-- start Data supplied --
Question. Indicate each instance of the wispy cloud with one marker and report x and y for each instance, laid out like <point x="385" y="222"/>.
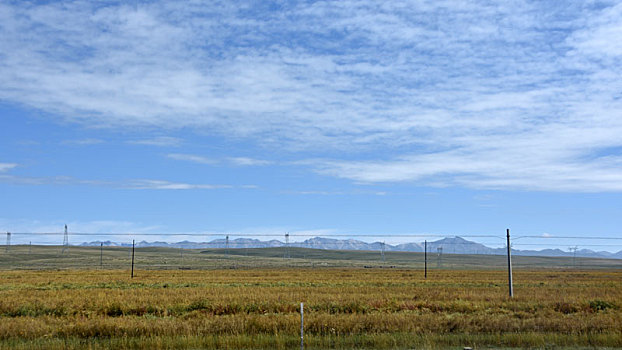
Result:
<point x="192" y="158"/>
<point x="83" y="142"/>
<point x="515" y="95"/>
<point x="7" y="166"/>
<point x="161" y="141"/>
<point x="133" y="184"/>
<point x="167" y="185"/>
<point x="245" y="161"/>
<point x="237" y="161"/>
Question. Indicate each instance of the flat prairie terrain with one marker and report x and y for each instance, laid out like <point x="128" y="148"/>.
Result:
<point x="348" y="307"/>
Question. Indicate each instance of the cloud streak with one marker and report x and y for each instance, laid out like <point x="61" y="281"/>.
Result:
<point x="133" y="184"/>
<point x="457" y="93"/>
<point x="7" y="166"/>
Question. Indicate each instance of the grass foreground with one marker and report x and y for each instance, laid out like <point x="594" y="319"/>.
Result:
<point x="344" y="308"/>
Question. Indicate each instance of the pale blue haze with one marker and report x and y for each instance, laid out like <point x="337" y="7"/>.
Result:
<point x="316" y="118"/>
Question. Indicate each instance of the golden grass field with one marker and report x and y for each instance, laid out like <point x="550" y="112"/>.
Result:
<point x="344" y="308"/>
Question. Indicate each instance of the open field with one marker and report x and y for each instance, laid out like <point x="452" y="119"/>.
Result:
<point x="345" y="308"/>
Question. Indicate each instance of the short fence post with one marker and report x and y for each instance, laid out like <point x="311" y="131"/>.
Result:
<point x="302" y="322"/>
<point x="511" y="288"/>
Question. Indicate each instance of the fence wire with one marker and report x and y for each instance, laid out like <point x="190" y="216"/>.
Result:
<point x="243" y="251"/>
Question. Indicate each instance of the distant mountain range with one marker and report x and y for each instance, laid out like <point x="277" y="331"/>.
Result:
<point x="450" y="245"/>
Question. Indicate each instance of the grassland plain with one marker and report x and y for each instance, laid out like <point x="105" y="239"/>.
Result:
<point x="345" y="308"/>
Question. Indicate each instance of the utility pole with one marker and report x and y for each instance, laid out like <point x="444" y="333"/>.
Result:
<point x="133" y="258"/>
<point x="439" y="256"/>
<point x="511" y="287"/>
<point x="65" y="241"/>
<point x="425" y="259"/>
<point x="227" y="246"/>
<point x="287" y="255"/>
<point x="574" y="254"/>
<point x="382" y="251"/>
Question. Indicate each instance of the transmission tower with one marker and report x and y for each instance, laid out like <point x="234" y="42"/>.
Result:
<point x="65" y="242"/>
<point x="287" y="255"/>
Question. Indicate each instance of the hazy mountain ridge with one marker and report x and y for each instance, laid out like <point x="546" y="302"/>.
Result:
<point x="449" y="245"/>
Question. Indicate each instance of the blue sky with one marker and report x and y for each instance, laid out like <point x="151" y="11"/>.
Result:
<point x="320" y="118"/>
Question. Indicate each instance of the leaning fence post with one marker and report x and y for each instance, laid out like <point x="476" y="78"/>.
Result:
<point x="132" y="258"/>
<point x="510" y="266"/>
<point x="302" y="322"/>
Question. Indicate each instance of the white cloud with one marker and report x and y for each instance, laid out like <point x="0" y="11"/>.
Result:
<point x="237" y="161"/>
<point x="439" y="93"/>
<point x="83" y="142"/>
<point x="134" y="184"/>
<point x="245" y="161"/>
<point x="166" y="185"/>
<point x="192" y="158"/>
<point x="161" y="141"/>
<point x="7" y="166"/>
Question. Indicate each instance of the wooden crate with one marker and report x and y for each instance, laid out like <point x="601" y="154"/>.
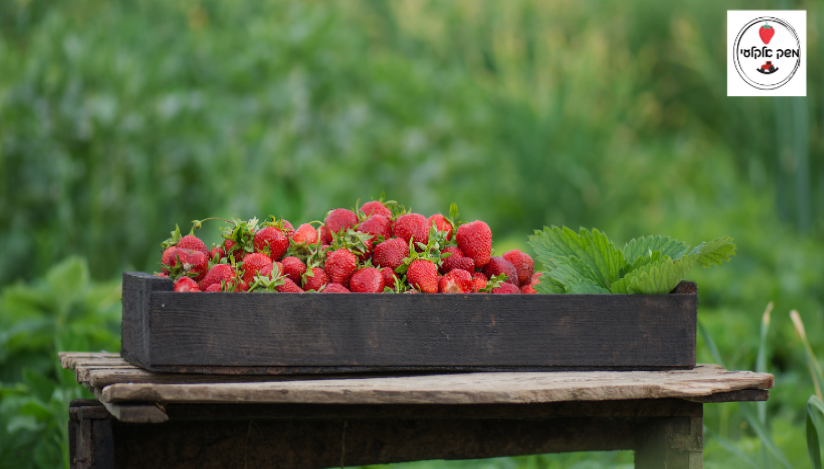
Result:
<point x="268" y="333"/>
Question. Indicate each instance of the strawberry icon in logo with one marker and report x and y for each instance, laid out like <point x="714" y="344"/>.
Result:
<point x="766" y="32"/>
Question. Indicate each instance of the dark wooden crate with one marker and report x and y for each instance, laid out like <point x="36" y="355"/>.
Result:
<point x="268" y="333"/>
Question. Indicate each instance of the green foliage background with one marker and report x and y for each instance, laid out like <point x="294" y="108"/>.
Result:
<point x="120" y="119"/>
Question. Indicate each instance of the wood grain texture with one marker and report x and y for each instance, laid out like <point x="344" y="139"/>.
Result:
<point x="465" y="388"/>
<point x="282" y="333"/>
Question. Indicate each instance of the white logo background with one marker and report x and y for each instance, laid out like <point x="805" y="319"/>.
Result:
<point x="743" y="79"/>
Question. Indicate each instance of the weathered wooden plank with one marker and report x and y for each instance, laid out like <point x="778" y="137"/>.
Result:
<point x="467" y="388"/>
<point x="542" y="411"/>
<point x="205" y="332"/>
<point x="133" y="413"/>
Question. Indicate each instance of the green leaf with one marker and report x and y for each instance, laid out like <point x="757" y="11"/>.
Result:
<point x="644" y="246"/>
<point x="547" y="284"/>
<point x="656" y="278"/>
<point x="815" y="430"/>
<point x="715" y="252"/>
<point x="556" y="246"/>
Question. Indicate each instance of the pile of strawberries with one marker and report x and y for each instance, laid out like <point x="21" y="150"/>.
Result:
<point x="378" y="247"/>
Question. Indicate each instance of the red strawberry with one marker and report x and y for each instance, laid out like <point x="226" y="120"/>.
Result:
<point x="194" y="263"/>
<point x="217" y="274"/>
<point x="498" y="265"/>
<point x="366" y="280"/>
<point x="376" y="225"/>
<point x="335" y="288"/>
<point x="766" y="32"/>
<point x="169" y="259"/>
<point x="293" y="268"/>
<point x="340" y="265"/>
<point x="305" y="233"/>
<point x="423" y="275"/>
<point x="376" y="207"/>
<point x="273" y="241"/>
<point x="388" y="277"/>
<point x="456" y="281"/>
<point x="238" y="253"/>
<point x="412" y="225"/>
<point x="441" y="224"/>
<point x="217" y="253"/>
<point x="478" y="281"/>
<point x="523" y="265"/>
<point x="475" y="240"/>
<point x="316" y="281"/>
<point x="506" y="288"/>
<point x="194" y="243"/>
<point x="337" y="220"/>
<point x="186" y="284"/>
<point x="288" y="286"/>
<point x="256" y="264"/>
<point x="530" y="287"/>
<point x="390" y="253"/>
<point x="457" y="261"/>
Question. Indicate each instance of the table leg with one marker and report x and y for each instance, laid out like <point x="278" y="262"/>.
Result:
<point x="671" y="443"/>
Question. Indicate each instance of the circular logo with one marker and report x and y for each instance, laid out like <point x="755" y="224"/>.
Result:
<point x="767" y="53"/>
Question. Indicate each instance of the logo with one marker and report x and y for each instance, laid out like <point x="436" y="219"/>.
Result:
<point x="768" y="53"/>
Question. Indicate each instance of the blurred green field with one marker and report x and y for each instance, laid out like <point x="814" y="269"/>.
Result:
<point x="120" y="119"/>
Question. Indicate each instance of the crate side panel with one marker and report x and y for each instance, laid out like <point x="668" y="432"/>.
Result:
<point x="225" y="329"/>
<point x="135" y="326"/>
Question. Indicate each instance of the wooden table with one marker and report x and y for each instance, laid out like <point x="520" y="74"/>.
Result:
<point x="142" y="419"/>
-- end Data supplied --
# Task brief
Copy the part of the data above that opens with the line containing "Question. Indicate each instance of the crate" and runs through the end of the data, reproducing every line unchanged, including both the first and the last.

# Solution below
Question. Indicate each instance of the crate side panel with one marker and report x and y for each instance, laid out like <point x="668" y="432"/>.
Result:
<point x="225" y="329"/>
<point x="135" y="326"/>
Question. Indicate each instance of the wooden table with one marker and report x and y for each instance, laid out like <point x="520" y="74"/>.
Result:
<point x="142" y="419"/>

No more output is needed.